Could you carry on the blog post about managing poly relationships, starting right after its final sentence?

* _Passage given_
------------------------------------
A long time ago now, I wrote a blog about relationships states, with being single on the ‘low’ end of the scale and being poly at the zenith, this being the ultimate form of having a relationship.

It’s miserably hot and my mind is wandering even as I try to stay cool and hydrated… and my mind got stuck on this one and, really, more about the mistakes in being poly than the good things relating in this fashion can bring to the table.  Once you get past the hurdle of finding others who are willing to forego monogamy for that rare chance to have their cake and eat it, too, my mind reasoned that the biggest problem after getting started is management and more so than being in a monogamous relationship.

No relationship is really self-sustaining; you don’t start one and then it just goes and takes care of itself – we learn, and often, the hard way, that relationships take constant work and attention:  They have to be managed.  If you think managing a monogamous relationship takes a lot of work – and they do – then the poly relationship will severely test your ability to manage things as well as your ability to either multi-task or compartmentalize.
------------------------------------
* _Given material_
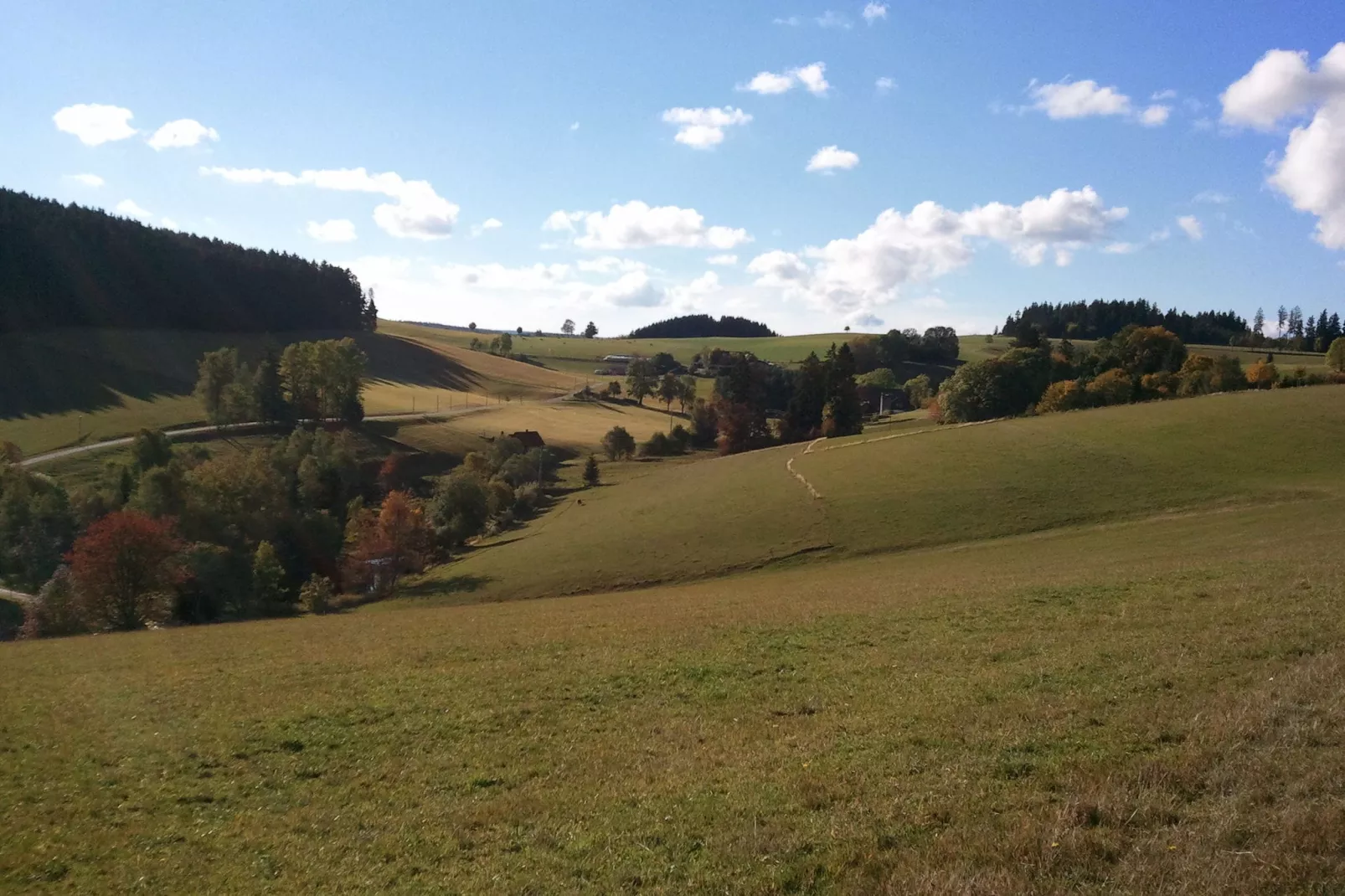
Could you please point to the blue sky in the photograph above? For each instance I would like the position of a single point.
(650, 159)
------------------------------------
* _Response to the task_
In a word, it sounds and looks good on paper… but the reality can be the mother of all motherfuckers.  I’ve learned that management can be a problem when you’re trying to do your poly thing while holding on to monogamy’s rules; they are not any easy thing to get rid of and understandably so because you’re still pretty much having one-on-one relationships… just with more than one person… and we tend to deal with one-on-one relationships in the same manner we deal with marriage and being monogamous.

Doesn’t sound all that inviting, does it?

There are a few polyamorous bloggers I follow – and I point out that they are women – and you can read their blogs and see both the joys of being poly as well as the migraine-inducing headaches and mostly because management of multiple ongoing relationships is a bitch – I cannot think of a word that would accurately describe it with any more emphasis.

You’re either getting or giving too much attention or not enough; depending on how your poly relationship is formed, even having sex – which one would think is pure joy all by itself – can be problematic; again, you’re either getting too much or it’s not enough.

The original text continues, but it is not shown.